## ACTIVITY
In your reply, write out each entry exactly as given.

## GIVEN INFORMATION
————————

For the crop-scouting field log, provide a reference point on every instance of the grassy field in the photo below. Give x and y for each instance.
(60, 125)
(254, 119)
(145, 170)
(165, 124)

————————

## ANSWER BELOW
For the crop-scouting field log, provide a reference point on every instance of the grassy field in the photo below. Give x and y for each instance.
(60, 125)
(254, 119)
(145, 170)
(165, 124)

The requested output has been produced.